What do the lines say from the one containing "Would you mind pinning the wooden lower" to the end of the records? Restate them word for word, and only those.
===== INFORMATION SHOWN
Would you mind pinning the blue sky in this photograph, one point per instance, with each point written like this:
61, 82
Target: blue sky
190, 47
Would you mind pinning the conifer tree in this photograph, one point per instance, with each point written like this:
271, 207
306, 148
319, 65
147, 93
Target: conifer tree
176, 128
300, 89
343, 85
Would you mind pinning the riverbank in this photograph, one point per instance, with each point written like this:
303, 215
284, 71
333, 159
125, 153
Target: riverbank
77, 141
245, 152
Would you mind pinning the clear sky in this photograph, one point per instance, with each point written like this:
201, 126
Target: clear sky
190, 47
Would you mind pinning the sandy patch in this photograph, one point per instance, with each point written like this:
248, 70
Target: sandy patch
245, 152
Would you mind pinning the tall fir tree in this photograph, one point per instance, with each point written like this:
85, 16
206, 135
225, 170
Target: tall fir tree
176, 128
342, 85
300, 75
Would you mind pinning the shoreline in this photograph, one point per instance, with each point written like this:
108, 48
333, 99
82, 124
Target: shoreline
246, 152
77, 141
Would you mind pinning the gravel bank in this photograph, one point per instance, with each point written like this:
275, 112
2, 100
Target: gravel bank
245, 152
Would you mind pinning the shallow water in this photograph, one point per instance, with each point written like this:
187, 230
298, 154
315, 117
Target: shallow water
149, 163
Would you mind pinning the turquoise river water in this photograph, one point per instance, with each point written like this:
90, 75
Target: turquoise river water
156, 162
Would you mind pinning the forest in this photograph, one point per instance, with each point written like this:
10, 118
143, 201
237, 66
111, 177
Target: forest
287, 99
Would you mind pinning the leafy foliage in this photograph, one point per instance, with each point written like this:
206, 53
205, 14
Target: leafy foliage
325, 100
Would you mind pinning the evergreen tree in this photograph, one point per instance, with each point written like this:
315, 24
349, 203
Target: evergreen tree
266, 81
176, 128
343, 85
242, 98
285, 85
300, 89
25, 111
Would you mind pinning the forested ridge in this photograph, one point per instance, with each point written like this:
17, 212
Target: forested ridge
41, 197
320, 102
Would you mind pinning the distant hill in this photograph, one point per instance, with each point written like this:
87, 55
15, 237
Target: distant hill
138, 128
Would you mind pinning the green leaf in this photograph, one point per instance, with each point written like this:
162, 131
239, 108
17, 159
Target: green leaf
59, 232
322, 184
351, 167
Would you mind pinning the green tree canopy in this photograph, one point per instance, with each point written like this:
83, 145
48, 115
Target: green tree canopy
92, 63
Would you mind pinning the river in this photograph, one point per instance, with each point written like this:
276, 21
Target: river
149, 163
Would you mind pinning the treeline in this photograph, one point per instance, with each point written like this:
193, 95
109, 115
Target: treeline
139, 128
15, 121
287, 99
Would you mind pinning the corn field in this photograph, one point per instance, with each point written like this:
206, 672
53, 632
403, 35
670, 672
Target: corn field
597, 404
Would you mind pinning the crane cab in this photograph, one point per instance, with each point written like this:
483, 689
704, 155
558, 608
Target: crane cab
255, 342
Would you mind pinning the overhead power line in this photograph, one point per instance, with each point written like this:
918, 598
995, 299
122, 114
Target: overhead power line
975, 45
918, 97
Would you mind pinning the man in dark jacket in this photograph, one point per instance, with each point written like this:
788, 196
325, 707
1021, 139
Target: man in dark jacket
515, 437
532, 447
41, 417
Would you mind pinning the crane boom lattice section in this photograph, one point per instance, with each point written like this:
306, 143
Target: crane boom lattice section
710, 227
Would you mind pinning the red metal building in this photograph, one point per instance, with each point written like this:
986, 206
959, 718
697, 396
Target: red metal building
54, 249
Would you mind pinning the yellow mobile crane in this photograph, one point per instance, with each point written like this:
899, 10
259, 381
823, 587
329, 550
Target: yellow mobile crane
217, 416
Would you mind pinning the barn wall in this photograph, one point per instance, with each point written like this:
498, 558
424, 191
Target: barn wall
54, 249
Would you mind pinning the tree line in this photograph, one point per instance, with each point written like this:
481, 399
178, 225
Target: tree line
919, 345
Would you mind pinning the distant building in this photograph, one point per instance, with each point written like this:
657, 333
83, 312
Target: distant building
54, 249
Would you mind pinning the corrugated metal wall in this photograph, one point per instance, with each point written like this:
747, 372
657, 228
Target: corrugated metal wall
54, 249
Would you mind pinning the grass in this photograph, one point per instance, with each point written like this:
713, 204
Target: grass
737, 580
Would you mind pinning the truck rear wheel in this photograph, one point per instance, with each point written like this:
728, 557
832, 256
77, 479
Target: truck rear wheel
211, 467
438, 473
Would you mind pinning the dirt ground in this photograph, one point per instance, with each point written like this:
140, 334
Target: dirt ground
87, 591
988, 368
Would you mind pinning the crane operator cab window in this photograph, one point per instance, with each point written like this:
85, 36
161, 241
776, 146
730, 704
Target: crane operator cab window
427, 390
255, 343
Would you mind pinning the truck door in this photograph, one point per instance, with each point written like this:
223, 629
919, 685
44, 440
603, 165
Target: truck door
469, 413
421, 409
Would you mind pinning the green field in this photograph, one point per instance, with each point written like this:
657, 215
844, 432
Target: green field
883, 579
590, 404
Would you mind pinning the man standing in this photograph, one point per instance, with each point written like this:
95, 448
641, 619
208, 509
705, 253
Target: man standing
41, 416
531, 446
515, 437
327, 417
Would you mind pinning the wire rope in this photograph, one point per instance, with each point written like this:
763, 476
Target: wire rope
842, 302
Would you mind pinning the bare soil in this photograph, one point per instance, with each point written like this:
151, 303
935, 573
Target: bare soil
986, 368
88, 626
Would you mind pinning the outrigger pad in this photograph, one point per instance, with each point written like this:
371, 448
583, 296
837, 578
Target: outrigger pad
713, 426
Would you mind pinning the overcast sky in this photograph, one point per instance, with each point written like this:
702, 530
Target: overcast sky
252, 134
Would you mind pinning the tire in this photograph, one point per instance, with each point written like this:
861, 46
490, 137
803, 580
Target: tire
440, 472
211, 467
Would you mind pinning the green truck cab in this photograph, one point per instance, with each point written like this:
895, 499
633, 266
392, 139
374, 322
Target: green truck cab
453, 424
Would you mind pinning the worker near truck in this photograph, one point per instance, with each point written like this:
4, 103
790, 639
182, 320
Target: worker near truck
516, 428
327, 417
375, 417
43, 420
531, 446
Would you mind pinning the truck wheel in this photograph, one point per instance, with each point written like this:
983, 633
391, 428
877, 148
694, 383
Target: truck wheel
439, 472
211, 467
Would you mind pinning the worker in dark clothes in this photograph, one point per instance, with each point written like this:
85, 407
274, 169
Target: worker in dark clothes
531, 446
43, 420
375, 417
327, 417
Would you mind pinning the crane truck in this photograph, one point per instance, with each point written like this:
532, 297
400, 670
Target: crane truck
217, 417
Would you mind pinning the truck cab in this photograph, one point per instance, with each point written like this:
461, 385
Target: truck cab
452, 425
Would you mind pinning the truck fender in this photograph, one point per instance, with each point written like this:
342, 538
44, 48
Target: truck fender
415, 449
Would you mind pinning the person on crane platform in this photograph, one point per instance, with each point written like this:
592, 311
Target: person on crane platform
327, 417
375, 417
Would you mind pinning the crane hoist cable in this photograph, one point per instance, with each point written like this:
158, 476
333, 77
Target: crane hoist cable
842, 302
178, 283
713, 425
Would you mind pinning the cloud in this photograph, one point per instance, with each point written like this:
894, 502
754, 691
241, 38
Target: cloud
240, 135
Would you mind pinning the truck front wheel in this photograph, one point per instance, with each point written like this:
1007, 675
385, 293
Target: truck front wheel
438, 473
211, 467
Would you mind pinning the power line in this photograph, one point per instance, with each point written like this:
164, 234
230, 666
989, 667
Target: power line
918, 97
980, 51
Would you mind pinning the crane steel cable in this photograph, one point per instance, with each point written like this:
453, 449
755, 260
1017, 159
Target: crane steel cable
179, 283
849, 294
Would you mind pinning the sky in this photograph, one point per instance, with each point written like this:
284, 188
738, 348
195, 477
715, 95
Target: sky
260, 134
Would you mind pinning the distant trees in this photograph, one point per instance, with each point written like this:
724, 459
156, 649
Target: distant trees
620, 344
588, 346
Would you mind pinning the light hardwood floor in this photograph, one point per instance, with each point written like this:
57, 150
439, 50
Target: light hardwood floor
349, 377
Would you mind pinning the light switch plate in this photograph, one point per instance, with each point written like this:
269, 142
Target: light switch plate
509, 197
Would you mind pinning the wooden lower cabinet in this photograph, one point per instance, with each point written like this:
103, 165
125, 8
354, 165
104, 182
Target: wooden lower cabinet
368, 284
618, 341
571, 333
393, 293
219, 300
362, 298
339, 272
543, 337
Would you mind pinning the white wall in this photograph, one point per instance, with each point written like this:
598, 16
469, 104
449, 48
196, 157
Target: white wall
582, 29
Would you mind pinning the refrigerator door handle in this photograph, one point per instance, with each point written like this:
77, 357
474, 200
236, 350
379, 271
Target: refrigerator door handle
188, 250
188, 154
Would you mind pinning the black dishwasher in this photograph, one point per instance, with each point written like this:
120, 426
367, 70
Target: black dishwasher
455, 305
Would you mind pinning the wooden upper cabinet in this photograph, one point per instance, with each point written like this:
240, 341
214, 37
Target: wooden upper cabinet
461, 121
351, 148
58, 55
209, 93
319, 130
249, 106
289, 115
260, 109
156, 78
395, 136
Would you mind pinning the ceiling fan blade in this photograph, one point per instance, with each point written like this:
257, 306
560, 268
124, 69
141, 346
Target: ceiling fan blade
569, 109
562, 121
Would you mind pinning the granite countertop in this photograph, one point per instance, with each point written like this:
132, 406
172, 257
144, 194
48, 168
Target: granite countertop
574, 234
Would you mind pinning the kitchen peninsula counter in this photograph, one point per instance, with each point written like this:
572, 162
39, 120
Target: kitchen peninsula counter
==========
* [SOLUTION TO THE EXERCISE]:
Would you mind pinning the wooden lower cabinet in this photograph, one point per instance, with each point written like this:
103, 165
125, 8
354, 165
104, 182
Target: wooden lower cabinet
368, 284
618, 341
571, 333
393, 293
219, 300
362, 298
339, 272
543, 337
Would you mind pinning the white wall in this photograph, one point per instance, with each point written like this:
598, 16
469, 104
449, 48
196, 157
Target: white wall
582, 29
Would you mind pinning the refrigerator door handle in this photograph, one point per instance, with each point written like this:
77, 357
474, 200
236, 350
379, 271
Target: refrigerator door handle
188, 250
188, 154
Would you mind pinning the black dishwasher in this photograph, one point per instance, with each point written like this:
120, 426
367, 70
Target: black dishwasher
455, 305
Would you mind pinning the wooden upper cabinet in this photograph, one point per instance, with each point written like this:
240, 341
214, 37
Target: wooden upper cabinet
461, 121
351, 148
58, 55
209, 93
319, 130
249, 106
289, 115
260, 109
156, 78
395, 136
Would you mind pinning the ceiling fan blade in this photograph, one point per instance, with each point written like this:
257, 306
560, 268
124, 69
141, 346
Target: ceiling fan blade
569, 109
562, 121
Would you mind pinning the granite countertop in this photograph, one point per instance, with each point written like this:
132, 406
172, 257
144, 194
48, 168
Target: granite countertop
574, 234
Would you mind pinning the kitchen peninsula counter in this photograph, one point per instance, with each point written like this:
572, 162
39, 120
Target: kitchen peninsula counter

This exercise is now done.